╭─ SOURCE EXTRACT

This work set the stage for a second set of experiments, in which Medina-Sánchez and her colleagues decided to test their artificially motorized sperm cells as drug delivery systems for cervical cancer and other gynecological diseases—a job for which sperm are naturally equipped. In addition to being excellent swimmers, Medina-Sánchez says, the cells have a limited lifetime and don’t proliferate and form colonies like bacteria. They also have the ability to fuse with somatic cells, which, she adds, is a big plus “because the sperm can fuse with cancer cells and deliver the drug inside them.”

First, the team tested the sperm’s ability to fight cancer cells by loading bovine sperm heads with doxorubicin hydrochloride, a chemotherapy drug, and placing them in a dish with cervical cancer cells cultured into spheroids that served as 3-D tumor models. The drug-loaded sperm, they found, were efficient killers: after 72 hours of treatment, they had destroyed almost 90 percent of the tumor cells (ACS Nano, 12:327-37, 2018).

Then, to test whether drug-loaded bovine sperm could be steered toward a target, the team coupled single cells with tetrapod microstructures—iron-coated casings with tubular bodies and four arms, capable of being steered by a magnetic field. “The sperm can swim into the tetrapod and propel it forward,” says Haifeng Xu, a PhD student at IFW. “By coating a magnetic layer on the tetrapod, we can guide the micromotor to the target.”

╰─

- _TO DO_
According to the passage on drug-loaded sperm, what share of the tumor cells had the sperm destroyed after 72 hours of treatment? The records that come next are from a different source.

╭─ EXTRACTED DATA

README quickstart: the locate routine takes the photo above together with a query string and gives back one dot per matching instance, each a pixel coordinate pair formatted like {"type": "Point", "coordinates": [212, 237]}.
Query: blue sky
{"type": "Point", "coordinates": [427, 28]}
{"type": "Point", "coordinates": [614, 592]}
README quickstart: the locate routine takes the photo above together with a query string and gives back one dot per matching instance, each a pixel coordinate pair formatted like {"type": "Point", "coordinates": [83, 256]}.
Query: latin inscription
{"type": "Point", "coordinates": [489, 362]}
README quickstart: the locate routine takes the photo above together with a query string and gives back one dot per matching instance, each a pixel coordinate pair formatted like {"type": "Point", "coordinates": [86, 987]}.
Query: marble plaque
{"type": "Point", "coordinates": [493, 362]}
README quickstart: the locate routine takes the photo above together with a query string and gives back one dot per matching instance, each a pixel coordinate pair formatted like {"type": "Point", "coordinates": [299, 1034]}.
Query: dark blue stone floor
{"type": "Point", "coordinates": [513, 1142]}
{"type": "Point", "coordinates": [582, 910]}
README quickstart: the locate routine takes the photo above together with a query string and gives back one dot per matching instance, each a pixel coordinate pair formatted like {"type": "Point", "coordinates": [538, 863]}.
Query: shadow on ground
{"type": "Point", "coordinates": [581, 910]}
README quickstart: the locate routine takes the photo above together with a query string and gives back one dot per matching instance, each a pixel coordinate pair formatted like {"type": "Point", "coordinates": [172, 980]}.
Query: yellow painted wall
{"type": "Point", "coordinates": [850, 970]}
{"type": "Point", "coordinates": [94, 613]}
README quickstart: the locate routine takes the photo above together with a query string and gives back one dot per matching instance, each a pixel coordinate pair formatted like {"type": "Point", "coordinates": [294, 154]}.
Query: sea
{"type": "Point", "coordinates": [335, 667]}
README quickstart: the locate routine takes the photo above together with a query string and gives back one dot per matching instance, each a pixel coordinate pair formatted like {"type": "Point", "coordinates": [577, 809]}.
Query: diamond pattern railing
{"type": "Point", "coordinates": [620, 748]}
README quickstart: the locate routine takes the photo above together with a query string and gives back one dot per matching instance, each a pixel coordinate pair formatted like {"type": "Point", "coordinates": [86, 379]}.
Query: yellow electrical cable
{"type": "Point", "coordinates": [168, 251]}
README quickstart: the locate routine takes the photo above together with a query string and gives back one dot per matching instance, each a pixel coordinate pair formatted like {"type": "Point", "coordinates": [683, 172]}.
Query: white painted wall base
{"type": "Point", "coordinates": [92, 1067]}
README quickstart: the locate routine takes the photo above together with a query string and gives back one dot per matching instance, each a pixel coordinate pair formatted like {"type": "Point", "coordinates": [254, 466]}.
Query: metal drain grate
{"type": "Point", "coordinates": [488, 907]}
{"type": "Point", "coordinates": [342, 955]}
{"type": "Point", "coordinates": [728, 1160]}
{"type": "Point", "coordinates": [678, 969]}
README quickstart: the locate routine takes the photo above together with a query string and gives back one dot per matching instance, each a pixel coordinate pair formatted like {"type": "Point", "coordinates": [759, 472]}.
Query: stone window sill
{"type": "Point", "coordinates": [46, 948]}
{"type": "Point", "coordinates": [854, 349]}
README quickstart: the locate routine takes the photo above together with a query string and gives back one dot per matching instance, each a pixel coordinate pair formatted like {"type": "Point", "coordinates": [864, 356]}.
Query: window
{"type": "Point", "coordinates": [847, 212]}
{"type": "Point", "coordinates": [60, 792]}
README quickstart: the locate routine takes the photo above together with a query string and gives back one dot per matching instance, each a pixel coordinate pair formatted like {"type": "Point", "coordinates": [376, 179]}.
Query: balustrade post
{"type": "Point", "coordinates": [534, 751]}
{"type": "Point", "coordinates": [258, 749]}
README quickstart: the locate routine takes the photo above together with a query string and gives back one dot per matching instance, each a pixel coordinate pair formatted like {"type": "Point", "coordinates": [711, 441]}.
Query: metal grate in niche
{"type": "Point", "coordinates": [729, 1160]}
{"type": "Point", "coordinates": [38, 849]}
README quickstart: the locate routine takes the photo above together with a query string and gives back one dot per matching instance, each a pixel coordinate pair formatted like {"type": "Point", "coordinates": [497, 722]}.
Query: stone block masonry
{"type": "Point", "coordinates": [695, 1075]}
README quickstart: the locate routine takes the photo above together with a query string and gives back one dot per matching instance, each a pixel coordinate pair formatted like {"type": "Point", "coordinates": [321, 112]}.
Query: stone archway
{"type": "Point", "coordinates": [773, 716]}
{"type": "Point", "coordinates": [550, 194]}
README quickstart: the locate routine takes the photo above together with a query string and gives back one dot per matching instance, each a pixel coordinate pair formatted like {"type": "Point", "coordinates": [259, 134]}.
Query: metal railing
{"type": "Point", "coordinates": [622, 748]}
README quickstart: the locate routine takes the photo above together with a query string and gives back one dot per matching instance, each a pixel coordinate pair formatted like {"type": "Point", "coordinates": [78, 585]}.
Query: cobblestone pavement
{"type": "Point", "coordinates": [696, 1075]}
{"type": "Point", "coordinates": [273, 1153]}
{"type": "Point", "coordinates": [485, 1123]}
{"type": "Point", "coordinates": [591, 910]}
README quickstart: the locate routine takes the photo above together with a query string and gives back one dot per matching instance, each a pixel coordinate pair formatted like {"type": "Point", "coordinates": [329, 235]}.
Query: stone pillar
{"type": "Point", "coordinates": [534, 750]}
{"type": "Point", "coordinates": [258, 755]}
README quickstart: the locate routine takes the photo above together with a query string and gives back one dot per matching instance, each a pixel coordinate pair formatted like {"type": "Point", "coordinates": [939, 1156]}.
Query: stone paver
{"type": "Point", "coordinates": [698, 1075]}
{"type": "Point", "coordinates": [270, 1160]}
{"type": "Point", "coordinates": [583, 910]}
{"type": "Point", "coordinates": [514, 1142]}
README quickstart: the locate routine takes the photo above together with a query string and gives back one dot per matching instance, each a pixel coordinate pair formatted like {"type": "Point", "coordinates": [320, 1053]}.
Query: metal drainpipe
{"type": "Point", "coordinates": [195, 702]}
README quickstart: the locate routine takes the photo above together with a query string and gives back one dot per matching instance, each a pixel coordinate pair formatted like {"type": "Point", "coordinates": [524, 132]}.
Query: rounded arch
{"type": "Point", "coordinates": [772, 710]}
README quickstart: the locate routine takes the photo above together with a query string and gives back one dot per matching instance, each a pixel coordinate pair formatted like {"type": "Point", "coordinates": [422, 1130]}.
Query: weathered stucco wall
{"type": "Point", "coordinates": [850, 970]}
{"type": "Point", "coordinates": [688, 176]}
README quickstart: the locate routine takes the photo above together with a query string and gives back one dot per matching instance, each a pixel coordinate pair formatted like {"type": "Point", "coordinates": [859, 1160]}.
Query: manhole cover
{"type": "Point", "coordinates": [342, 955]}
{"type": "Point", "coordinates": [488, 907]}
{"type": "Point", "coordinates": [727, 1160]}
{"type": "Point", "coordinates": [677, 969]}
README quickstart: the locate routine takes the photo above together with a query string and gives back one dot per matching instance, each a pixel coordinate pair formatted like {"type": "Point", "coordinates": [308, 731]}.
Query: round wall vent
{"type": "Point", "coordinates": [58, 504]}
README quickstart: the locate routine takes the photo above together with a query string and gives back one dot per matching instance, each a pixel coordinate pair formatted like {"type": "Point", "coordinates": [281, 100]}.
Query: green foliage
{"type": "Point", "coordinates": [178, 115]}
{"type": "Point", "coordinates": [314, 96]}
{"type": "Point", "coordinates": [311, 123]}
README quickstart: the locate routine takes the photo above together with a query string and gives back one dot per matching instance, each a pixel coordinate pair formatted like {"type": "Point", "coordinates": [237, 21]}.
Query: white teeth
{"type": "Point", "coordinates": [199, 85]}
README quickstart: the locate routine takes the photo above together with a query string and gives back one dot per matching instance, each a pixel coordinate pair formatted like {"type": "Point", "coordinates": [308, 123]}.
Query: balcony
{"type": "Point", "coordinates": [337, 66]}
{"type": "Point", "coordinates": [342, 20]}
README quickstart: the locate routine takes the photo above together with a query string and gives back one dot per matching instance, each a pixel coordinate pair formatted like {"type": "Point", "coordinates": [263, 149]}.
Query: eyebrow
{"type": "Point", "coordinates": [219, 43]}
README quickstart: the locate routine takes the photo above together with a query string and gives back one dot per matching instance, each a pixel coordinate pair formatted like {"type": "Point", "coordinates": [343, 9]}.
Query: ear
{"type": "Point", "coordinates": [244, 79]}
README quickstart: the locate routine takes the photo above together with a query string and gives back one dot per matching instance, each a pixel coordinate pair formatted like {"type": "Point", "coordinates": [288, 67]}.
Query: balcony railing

╰─

- _EXERCISE RESULT_
Almost 90 percent of the tumor cells.